§ **Task**
Using the records that follow, copy every line containing the word "shirt".

§ **Data records**
--- --- ---
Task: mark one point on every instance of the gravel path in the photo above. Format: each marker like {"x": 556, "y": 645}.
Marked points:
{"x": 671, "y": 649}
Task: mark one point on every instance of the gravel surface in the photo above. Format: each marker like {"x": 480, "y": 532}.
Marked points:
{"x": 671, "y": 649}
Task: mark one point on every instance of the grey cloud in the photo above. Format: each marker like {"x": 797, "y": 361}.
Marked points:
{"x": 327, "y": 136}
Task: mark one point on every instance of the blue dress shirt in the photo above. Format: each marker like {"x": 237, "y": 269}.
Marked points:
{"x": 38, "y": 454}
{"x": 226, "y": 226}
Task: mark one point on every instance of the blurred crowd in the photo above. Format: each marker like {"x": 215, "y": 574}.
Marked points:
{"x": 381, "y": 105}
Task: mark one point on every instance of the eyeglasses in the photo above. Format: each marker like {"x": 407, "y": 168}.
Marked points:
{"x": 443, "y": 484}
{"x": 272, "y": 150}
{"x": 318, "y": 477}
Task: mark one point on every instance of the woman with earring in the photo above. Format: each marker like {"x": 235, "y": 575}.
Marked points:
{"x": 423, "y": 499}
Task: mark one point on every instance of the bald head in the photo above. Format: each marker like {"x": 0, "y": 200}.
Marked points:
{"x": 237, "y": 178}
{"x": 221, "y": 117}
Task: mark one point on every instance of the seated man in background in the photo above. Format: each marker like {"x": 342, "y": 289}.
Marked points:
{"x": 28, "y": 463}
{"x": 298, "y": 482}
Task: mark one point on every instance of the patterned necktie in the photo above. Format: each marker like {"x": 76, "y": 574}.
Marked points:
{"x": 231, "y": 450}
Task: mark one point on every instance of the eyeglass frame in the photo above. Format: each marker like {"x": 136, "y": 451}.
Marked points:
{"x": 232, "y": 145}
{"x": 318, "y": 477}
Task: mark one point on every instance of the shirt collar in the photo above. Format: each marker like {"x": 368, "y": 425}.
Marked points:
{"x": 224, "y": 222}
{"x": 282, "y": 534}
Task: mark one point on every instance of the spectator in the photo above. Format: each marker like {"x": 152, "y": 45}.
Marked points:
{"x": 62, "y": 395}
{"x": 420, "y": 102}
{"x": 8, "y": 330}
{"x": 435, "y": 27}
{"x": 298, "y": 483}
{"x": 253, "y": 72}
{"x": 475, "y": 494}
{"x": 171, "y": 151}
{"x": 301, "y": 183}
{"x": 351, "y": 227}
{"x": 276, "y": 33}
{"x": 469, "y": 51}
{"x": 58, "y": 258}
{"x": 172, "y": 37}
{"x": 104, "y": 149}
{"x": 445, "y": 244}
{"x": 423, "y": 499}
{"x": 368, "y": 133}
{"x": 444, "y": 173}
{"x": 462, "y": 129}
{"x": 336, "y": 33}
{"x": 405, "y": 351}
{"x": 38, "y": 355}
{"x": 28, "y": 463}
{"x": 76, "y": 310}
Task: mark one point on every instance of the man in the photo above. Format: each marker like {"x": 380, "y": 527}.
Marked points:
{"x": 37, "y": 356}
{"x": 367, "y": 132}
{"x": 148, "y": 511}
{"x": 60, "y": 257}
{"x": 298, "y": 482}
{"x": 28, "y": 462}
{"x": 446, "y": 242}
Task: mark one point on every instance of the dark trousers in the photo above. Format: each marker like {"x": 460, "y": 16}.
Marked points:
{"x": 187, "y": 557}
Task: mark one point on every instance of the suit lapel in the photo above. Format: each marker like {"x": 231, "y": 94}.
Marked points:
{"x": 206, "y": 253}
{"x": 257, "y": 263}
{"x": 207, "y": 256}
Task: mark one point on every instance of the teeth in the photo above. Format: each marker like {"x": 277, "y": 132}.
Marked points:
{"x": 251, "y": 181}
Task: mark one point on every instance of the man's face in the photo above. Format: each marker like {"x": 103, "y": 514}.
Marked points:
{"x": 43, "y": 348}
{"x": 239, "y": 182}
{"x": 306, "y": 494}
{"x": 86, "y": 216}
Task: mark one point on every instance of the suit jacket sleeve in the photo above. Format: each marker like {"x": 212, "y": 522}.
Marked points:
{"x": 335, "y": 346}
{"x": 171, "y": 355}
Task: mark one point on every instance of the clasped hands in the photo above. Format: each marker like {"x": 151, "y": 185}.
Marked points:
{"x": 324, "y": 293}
--- --- ---
§ **Result**
Task: mark one point on every instance of the blue dress shirt in the photo above. Format: each marker like {"x": 237, "y": 269}.
Task: mark one point on every instance of the shirt collar in the photo above. Format: each marker like {"x": 368, "y": 425}.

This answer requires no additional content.